» Aim of the exercise
Exact copies of all the records are to be output.

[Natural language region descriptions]
☆ ☆ ☆
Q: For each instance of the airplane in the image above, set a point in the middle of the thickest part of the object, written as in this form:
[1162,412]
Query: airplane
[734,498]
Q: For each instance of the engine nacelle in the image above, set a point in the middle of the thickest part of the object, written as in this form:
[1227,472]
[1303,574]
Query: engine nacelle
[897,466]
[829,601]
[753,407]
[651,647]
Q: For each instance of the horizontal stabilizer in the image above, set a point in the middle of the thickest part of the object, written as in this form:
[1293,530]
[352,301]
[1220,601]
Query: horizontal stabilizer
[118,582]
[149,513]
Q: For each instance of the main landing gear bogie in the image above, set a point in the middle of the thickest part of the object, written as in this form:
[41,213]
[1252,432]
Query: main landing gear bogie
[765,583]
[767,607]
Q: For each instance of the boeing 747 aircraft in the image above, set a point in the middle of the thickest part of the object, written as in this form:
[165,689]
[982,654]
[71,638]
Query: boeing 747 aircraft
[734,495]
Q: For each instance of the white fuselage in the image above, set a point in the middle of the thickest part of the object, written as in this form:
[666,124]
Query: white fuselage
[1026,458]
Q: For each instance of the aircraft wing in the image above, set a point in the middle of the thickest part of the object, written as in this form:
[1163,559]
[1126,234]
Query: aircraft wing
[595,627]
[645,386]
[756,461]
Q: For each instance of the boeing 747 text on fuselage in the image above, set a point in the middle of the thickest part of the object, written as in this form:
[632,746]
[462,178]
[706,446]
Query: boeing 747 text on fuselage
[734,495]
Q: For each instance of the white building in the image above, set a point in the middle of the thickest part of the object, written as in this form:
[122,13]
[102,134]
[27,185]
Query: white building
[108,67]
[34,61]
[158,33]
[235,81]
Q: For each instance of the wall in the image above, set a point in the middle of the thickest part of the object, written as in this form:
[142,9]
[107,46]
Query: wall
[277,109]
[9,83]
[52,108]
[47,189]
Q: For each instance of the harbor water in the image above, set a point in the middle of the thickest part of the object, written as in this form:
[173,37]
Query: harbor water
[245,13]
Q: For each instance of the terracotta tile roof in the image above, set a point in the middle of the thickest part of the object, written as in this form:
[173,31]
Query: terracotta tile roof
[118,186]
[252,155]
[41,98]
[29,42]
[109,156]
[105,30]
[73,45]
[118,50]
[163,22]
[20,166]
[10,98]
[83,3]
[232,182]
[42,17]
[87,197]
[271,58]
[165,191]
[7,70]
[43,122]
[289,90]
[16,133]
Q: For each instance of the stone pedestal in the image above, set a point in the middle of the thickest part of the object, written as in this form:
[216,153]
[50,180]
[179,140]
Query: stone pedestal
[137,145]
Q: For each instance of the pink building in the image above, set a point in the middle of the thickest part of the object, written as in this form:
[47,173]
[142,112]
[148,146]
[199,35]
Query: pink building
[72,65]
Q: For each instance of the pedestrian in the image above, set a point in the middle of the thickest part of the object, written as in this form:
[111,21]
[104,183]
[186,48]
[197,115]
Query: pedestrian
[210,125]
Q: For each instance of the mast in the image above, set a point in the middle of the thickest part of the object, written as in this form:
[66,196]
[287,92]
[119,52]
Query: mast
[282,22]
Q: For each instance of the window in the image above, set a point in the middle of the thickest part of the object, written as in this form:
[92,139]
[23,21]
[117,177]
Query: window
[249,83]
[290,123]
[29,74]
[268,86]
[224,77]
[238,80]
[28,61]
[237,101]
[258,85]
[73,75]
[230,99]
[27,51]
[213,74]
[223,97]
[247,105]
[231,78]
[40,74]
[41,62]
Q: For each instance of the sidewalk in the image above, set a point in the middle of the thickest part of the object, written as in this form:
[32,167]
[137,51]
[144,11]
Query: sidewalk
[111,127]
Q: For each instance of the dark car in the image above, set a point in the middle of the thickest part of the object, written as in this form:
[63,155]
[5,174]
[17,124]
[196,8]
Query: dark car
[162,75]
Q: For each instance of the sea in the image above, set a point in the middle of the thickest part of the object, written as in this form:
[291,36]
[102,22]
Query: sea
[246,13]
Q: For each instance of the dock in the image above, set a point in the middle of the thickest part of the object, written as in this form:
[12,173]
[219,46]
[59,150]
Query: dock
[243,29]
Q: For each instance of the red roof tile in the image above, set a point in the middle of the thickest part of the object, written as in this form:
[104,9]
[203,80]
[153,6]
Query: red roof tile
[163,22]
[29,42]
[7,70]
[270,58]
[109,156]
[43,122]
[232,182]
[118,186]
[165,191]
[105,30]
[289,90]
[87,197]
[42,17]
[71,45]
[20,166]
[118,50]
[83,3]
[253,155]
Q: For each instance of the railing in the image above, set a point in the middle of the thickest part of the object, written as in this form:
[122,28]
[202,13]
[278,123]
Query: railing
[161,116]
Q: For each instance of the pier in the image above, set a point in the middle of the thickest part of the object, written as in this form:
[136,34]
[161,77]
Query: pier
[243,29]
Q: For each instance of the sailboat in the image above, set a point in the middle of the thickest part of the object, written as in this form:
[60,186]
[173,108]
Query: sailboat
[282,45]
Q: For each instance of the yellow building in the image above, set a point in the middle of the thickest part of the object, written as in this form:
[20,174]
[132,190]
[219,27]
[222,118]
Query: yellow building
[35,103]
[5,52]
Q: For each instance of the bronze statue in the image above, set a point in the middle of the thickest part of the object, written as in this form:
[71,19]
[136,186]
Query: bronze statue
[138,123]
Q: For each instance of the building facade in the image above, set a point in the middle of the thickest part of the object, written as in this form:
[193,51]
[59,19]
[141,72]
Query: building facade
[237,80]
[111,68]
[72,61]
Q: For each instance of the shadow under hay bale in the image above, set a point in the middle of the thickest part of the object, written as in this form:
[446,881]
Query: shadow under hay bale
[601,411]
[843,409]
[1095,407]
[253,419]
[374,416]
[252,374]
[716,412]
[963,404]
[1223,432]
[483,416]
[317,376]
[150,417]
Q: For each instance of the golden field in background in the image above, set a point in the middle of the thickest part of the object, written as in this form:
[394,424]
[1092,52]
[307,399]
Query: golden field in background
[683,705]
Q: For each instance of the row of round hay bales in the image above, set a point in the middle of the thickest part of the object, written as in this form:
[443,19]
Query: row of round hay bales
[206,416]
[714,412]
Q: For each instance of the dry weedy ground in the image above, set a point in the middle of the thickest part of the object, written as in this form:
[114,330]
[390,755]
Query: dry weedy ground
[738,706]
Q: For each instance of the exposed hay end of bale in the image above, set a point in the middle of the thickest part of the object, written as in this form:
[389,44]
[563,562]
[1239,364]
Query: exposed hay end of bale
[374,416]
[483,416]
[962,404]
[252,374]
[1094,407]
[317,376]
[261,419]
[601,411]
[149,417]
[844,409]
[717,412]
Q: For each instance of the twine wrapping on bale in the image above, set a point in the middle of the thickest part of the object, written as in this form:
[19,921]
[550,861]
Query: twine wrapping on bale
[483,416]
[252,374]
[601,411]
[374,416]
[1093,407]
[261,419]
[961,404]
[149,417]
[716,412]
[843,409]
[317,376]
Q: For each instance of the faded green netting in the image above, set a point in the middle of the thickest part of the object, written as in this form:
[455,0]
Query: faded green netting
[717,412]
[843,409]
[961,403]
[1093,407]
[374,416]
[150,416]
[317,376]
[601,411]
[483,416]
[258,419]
☆ ☆ ☆
» Task result
Q: For each instance of the airplane in the image above, set a point in the middle of the thickest part of the object, written as in this form:
[1162,412]
Query: airplane
[734,498]
Q: For each instance of the engine nacelle in the image above, set a point in the middle of the thickest part of the object, written as in this form:
[1227,472]
[1303,574]
Query: engine nacelle
[897,466]
[829,601]
[753,407]
[651,647]
Q: For each instance of the horizontal stabilizer in the image above, set a point in the middle of the thickest part of the object, written as in this form:
[1293,530]
[352,301]
[1220,601]
Query: horizontal stabilizer
[118,582]
[149,513]
Q: For each instance of the main landing gear bogie in the image above, set a point in the middle of the thickest part of the object, written as in this form:
[41,213]
[1252,432]
Query: main landing gear bogie
[765,583]
[767,607]
Q: For each instance of the boeing 747 aircraft in the image above, set a point in the middle of the thickest part of the object, written as in this form:
[165,689]
[982,654]
[71,638]
Query: boeing 747 aircraft
[734,495]
Q: For each instance of the white fuselage in the image above, set a point in the middle of the thickest part of the object, written as in this form:
[666,124]
Query: white fuselage
[1026,458]
Q: For each instance of the aircraft wing in the image above, set a point in the middle of the thickest part of the object, written as in this form:
[1163,559]
[1126,234]
Query: aircraft wing
[595,627]
[645,386]
[756,461]
Q: For each instance of the boeing 747 text on fuselage in the image above, set a point in the middle of the thickest part of the object, written as in this form:
[632,746]
[462,178]
[706,446]
Query: boeing 747 text on fuselage
[734,495]
Q: For each instance of the white building in the image above, set a point in the middle of the thickest part of the object, written as in this form:
[122,13]
[102,134]
[27,185]
Query: white building
[108,67]
[34,61]
[158,33]
[235,81]
Q: For each instance of the wall in the image above, set a point in the middle of the thickest part of the object, written as in this form:
[142,9]
[107,46]
Query: wall
[277,109]
[9,83]
[52,108]
[47,189]
Q: For each instance of the harbor water in the image above, set a point in the middle of the thickest part of the object, written as in this form:
[173,37]
Query: harbor water
[245,13]
Q: For each instance of the terracotta tile roof in the image above, set a point in the middle of the thickest part of the object, written as in this form:
[173,31]
Query: terracotta tile roof
[118,186]
[252,155]
[41,98]
[29,42]
[109,156]
[105,30]
[73,45]
[118,50]
[163,22]
[20,166]
[10,98]
[83,3]
[232,182]
[42,17]
[87,197]
[271,58]
[165,191]
[7,70]
[43,122]
[289,90]
[16,133]
Q: For each instance of the stone pedestal in the image above, set a point in the middle of the thickest part of the object, written as in this form:
[216,153]
[50,180]
[179,140]
Query: stone pedestal
[137,145]
Q: For each instance of the pink building in the image above, set a point in the middle of the thickest part of the object, written as in this form:
[47,173]
[142,112]
[148,146]
[199,35]
Query: pink building
[72,65]
Q: For each instance of the pedestrian in the image above, set a point in the middle of the thickest part of the object, written as in this form:
[111,21]
[104,183]
[186,48]
[197,115]
Query: pedestrian
[210,125]
Q: For each instance of the mast in the image above, set a point in the middle of the thickest part of the object, written as in this form:
[66,196]
[287,92]
[119,52]
Query: mast
[282,22]
Q: For each instance of the window in the image above, set a point in the middle of the thickest part of the object, written as in this form:
[92,139]
[23,21]
[117,177]
Query: window
[249,83]
[290,123]
[29,74]
[268,86]
[224,77]
[238,80]
[28,61]
[237,101]
[258,85]
[73,75]
[230,99]
[27,51]
[213,74]
[223,97]
[247,105]
[231,78]
[40,74]
[41,62]
Q: For each instance of the sidewalk in the image above, set a point in the middle of the thickest part of the object, written as in this form:
[32,167]
[137,51]
[144,11]
Query: sidewalk
[111,127]
Q: For each instance of the dark car in the image above, set a point in the middle of the thickest part of the object, written as in this form:
[63,155]
[5,174]
[17,124]
[196,8]
Query: dark car
[162,75]
Q: For each instance of the sea in the image above, set a point in the middle of the thickest part of the object, written as in this form:
[291,36]
[102,22]
Query: sea
[246,13]
Q: For each instance of the dock in the image above, set a point in the middle of the thickest part of the object, written as in this form:
[12,173]
[219,46]
[59,150]
Query: dock
[243,29]
Q: For each instance of the red roof tile in the image above, set a point in the middle of the thickest part of the object, written as in this form:
[104,9]
[203,80]
[153,6]
Query: red roof tile
[163,22]
[29,42]
[7,70]
[270,58]
[109,156]
[43,122]
[232,182]
[118,186]
[165,191]
[105,30]
[289,90]
[87,197]
[42,17]
[71,45]
[20,166]
[118,50]
[83,3]
[253,155]
Q: For each instance of the railing in the image above, set a point in the middle of the thickest part of the object, written as in this form:
[122,28]
[202,13]
[278,123]
Query: railing
[161,116]
Q: For each instance of the pier in the image above, set a point in the middle of the thickest part of the object, written as in this form:
[136,34]
[161,77]
Query: pier
[243,29]
Q: For each instance of the sailboat in the image above, set a point in the middle of the thickest part of the object, written as in this form:
[60,186]
[173,108]
Query: sailboat
[282,45]
Q: For each instance of the yellow building in the image above, set a point in the middle of the thickest part of the object, written as in this form:
[20,174]
[132,190]
[219,27]
[222,118]
Query: yellow building
[35,103]
[5,52]
Q: For each instance of the bronze statue in the image above, set a point in the middle of the thickest part of the object, written as in this form:
[71,19]
[136,186]
Query: bronze statue
[138,123]
Q: For each instance of the building facade in the image above, set a point in the middle of the thickest part of the object, written as in this form:
[193,51]
[59,19]
[141,72]
Query: building facade
[237,80]
[111,68]
[72,61]
Q: For each instance of the shadow under hay bale in the image above, set a point in the middle of the thickest part of the object, written as in this form:
[446,881]
Query: shadow under hay bale
[601,411]
[843,409]
[1095,407]
[253,419]
[374,416]
[252,374]
[716,412]
[963,404]
[1223,432]
[483,416]
[317,376]
[150,417]
Q: For each instance of the golden field in background in the image above, set a point in the middle of the thickest part of the object, written as in this form:
[394,424]
[1092,52]
[307,399]
Query: golden field in background
[683,705]
Q: For each instance of the row of round hay bales in the image above, set a point in the middle of the thickest part of the object, written as in this form:
[443,19]
Query: row of round hay bales
[206,416]
[714,412]
Q: For each instance of the dry weedy ground in the image above, set a point in the middle of the thickest part of the object, written as in this form:
[114,330]
[390,755]
Query: dry weedy ground
[738,706]
Q: For each instance of the exposed hay end of bale in the image above, set a point in the middle of the thickest part of the object, written as in this form:
[389,44]
[563,562]
[1239,364]
Query: exposed hay end of bale
[374,416]
[483,416]
[962,404]
[252,374]
[1094,407]
[317,376]
[261,419]
[601,411]
[149,417]
[844,409]
[717,412]
Q: For each instance of the twine wrapping on bale in the image above, set a point in the middle of the thickest part of the object, written as in this form:
[19,921]
[550,861]
Query: twine wrapping on bale
[483,416]
[252,374]
[601,411]
[374,416]
[1093,407]
[261,419]
[961,404]
[149,417]
[716,412]
[843,409]
[317,376]
Q: For each instance of the faded green netting in the image above, set a point in the middle of the thickest part of the object, written as in this form:
[455,0]
Query: faded green netting
[717,412]
[843,409]
[961,403]
[1093,407]
[374,416]
[150,416]
[317,376]
[601,411]
[483,416]
[258,419]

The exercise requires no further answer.